Working data:
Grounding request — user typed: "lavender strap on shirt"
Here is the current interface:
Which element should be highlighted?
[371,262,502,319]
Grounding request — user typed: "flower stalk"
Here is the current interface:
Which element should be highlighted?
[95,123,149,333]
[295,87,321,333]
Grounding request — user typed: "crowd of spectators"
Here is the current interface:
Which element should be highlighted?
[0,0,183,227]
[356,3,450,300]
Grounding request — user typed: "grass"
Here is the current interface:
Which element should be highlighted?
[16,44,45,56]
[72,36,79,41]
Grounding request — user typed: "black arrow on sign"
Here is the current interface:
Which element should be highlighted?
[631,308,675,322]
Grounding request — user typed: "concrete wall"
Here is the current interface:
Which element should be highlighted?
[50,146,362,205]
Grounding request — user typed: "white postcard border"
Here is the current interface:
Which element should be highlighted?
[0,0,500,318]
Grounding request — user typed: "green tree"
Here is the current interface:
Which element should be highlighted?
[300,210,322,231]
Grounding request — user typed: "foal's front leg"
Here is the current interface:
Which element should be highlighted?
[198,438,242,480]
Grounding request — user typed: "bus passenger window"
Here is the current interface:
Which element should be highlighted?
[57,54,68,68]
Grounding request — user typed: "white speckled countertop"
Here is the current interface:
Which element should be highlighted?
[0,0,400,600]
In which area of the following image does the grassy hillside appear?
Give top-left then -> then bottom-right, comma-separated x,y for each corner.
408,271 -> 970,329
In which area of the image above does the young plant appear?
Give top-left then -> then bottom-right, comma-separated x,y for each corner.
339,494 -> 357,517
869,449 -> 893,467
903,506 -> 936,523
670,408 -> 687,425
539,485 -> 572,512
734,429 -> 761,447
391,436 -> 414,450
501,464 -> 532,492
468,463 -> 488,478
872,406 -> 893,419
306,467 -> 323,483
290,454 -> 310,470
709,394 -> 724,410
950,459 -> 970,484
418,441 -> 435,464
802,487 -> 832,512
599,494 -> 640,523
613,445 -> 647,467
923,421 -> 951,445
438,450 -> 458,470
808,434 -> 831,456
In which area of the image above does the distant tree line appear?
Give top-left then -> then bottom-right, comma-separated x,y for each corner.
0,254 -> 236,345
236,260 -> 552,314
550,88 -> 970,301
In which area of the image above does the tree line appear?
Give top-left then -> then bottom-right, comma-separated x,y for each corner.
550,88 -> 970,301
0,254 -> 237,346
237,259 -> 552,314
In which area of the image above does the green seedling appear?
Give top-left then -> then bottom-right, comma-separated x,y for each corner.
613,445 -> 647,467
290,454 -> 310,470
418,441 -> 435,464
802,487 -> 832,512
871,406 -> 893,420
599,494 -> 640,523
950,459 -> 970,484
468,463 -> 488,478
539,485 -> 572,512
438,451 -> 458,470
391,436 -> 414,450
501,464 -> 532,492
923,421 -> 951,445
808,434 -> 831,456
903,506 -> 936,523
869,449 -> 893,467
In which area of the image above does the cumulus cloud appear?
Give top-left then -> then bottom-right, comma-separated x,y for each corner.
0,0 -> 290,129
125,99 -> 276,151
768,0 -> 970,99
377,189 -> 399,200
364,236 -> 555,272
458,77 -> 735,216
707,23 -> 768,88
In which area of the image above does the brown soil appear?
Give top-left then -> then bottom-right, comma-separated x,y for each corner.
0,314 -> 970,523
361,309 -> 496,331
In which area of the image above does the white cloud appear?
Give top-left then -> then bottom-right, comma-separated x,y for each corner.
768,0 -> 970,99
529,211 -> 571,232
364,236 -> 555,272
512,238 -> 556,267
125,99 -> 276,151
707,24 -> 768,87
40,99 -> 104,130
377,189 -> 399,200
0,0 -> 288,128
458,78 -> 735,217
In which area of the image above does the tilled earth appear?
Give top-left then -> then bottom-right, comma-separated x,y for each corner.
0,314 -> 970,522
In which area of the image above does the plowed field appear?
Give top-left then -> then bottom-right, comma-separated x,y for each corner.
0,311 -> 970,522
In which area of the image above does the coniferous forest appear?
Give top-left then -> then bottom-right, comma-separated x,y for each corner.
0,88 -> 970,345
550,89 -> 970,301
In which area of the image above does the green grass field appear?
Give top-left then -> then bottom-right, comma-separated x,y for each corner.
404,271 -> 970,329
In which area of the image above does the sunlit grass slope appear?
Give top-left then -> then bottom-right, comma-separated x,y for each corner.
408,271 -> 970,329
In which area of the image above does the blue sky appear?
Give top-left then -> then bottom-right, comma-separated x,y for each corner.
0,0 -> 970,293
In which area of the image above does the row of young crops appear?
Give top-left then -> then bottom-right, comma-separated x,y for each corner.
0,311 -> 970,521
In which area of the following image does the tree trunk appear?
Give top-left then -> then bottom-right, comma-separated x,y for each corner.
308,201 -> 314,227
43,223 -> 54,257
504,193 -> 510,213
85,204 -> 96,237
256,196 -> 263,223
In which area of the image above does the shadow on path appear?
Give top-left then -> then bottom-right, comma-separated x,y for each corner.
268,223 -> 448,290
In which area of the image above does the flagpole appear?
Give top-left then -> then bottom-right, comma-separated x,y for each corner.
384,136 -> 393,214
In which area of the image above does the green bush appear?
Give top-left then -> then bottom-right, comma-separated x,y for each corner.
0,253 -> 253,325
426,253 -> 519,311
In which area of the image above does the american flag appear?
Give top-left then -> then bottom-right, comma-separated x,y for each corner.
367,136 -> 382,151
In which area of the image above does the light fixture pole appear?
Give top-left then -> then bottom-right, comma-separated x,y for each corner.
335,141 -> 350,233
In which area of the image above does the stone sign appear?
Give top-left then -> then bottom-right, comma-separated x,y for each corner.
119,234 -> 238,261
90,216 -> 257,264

Directive: Reproduce every item above verbatim, from the first through the last, without altering anything.

Full output:
Grounding request — user typed: "lavender strap on shirt"
Here is the current interface:
Which element should be highlighted?
[371,262,502,319]
Grounding request — user typed: "flower stalk"
Here is the current interface:
Which element should be highlighted?
[95,123,149,333]
[295,87,321,333]
Grounding request — user typed: "crowd of spectators"
Here is the current interface:
Which element should be highlighted?
[0,0,183,227]
[356,3,450,300]
Grounding request — user typed: "grass"
Here is the current interface:
Which element should be highlighted?
[16,44,45,56]
[72,36,79,41]
Grounding request — user typed: "black arrow on sign"
Here is the current interface:
Which element should be highlighted?
[631,308,675,322]
Grounding request — user typed: "concrete wall"
Here is the current interface:
Which element should be highlighted?
[50,146,362,205]
Grounding request — user typed: "white postcard border"
Here is the current interface:
Which element should be highlighted?
[0,0,500,318]
Grounding request — user typed: "green tree"
Here is the current interface:
Which element should be highlighted?
[300,210,322,231]
Grounding request — user typed: "foal's front leg"
Here is the current interface:
Which element should be highlighted?
[198,438,242,480]
Grounding request — user typed: "bus passenger window"
Here is the current interface:
Which element should be highlighted?
[57,54,68,68]
Grounding request — user typed: "white speckled countertop"
Here is the current interface:
Which element should be highlighted?
[0,0,400,600]
In which area of the following image does the grassy hillside appear?
Give top-left then -> then bottom-right, comma-separated x,y for each corner.
408,271 -> 970,329
In which area of the image above does the young plant appear?
Give top-left then -> then bottom-right, comma-separated x,y for each corner.
339,494 -> 357,517
869,449 -> 893,467
903,506 -> 936,523
670,408 -> 687,425
539,485 -> 572,512
734,429 -> 761,447
391,436 -> 414,450
501,464 -> 532,492
468,463 -> 488,478
872,406 -> 893,419
306,467 -> 323,483
290,454 -> 310,470
709,394 -> 724,410
950,459 -> 970,484
418,441 -> 435,464
802,487 -> 832,512
599,494 -> 640,523
613,445 -> 647,467
923,421 -> 951,445
438,450 -> 458,470
808,434 -> 831,456
In which area of the image above does the distant tree line appear?
Give top-left then -> then bottom-right, comma-separated x,y for each corner.
0,254 -> 236,345
236,260 -> 552,314
550,88 -> 970,301
In which area of the image above does the tree line appear?
Give top-left then -> then bottom-right, comma-separated x,y for each corner.
550,88 -> 970,301
0,254 -> 237,346
237,259 -> 552,314
In which area of the image above does the green seedling appear?
Give top-left then -> then bottom-right, comma-separated x,y for each corner.
613,445 -> 647,467
290,454 -> 310,470
418,441 -> 435,464
802,487 -> 832,512
871,406 -> 893,420
599,494 -> 640,523
950,459 -> 970,484
468,463 -> 488,478
539,485 -> 572,512
438,451 -> 458,470
391,436 -> 414,450
501,464 -> 532,492
923,421 -> 951,445
808,434 -> 831,456
903,506 -> 936,523
869,449 -> 893,467
In which area of the image above does the cumulus cloud appear?
Give top-left then -> then bottom-right, comma-separated x,y for each corner.
0,0 -> 290,129
125,99 -> 276,151
768,0 -> 970,99
377,189 -> 399,200
364,236 -> 555,272
458,77 -> 735,216
707,23 -> 768,88
In which area of the image above does the brown soil appear?
Give top-left then -> then bottom-right, comma-separated x,y for each corner.
0,314 -> 970,523
361,309 -> 496,331
In which area of the image above does the white cloud appear?
Give top-left then -> then bottom-right, comma-separated x,y for each corner.
768,0 -> 970,99
529,211 -> 571,232
364,236 -> 555,272
512,238 -> 556,267
125,99 -> 276,151
707,24 -> 768,87
40,99 -> 104,130
377,189 -> 399,200
0,0 -> 288,128
458,78 -> 735,217
In which area of the image above does the tilled earth appear?
Give top-left then -> then bottom-right, comma-separated x,y for each corner.
0,314 -> 970,522
In which area of the image above does the plowed field appear?
Give top-left then -> then bottom-right, comma-separated x,y for each corner.
0,311 -> 970,522
In which area of the image above does the coniferous forest appear?
Give top-left then -> then bottom-right, comma-separated x,y for each corner.
0,88 -> 970,345
550,89 -> 970,301
In which area of the image above does the green grass field appear?
Give top-left then -> then bottom-right, comma-separated x,y for each corner.
404,271 -> 970,329
In which area of the image above does the sunlit grass slope appear?
Give top-left then -> then bottom-right, comma-separated x,y for each corner.
408,271 -> 970,329
In which area of the image above does the blue sky appear?
Give top-left then -> then bottom-right, comma-separated x,y for each corner.
0,0 -> 970,293
In which area of the image above does the row of young crops appear?
Give top-left then -> then bottom-right, comma-separated x,y for each corner.
0,311 -> 970,521
In which area of the following image does the tree trunk appear?
Give top-left then -> then bottom-right, comma-separated x,y for each corner.
308,201 -> 314,227
43,223 -> 54,257
504,193 -> 510,213
85,204 -> 96,237
256,196 -> 263,223
In which area of the image above does the shadow on path appear?
Give top-left then -> then bottom-right, comma-separated x,y for each corner.
268,223 -> 448,290
In which area of the image above does the flagpole appear?
Give top-left then -> then bottom-right, comma-separated x,y for each corner.
384,136 -> 393,214
In which area of the image above does the green bush appear?
Give top-left then -> then bottom-right, comma-separated x,y for each corner.
0,253 -> 253,325
426,253 -> 519,311
In which area of the image above does the american flag appear?
Give top-left then -> then bottom-right, comma-separated x,y for each corner.
367,136 -> 382,151
In which area of the image above does the light fixture pole appear?
Give top-left then -> then bottom-right, comma-separated x,y for each corner.
335,141 -> 350,233
In which area of the image above does the stone sign appear?
Give top-left then -> then bottom-right, comma-separated x,y for each corner.
119,234 -> 238,261
90,216 -> 257,264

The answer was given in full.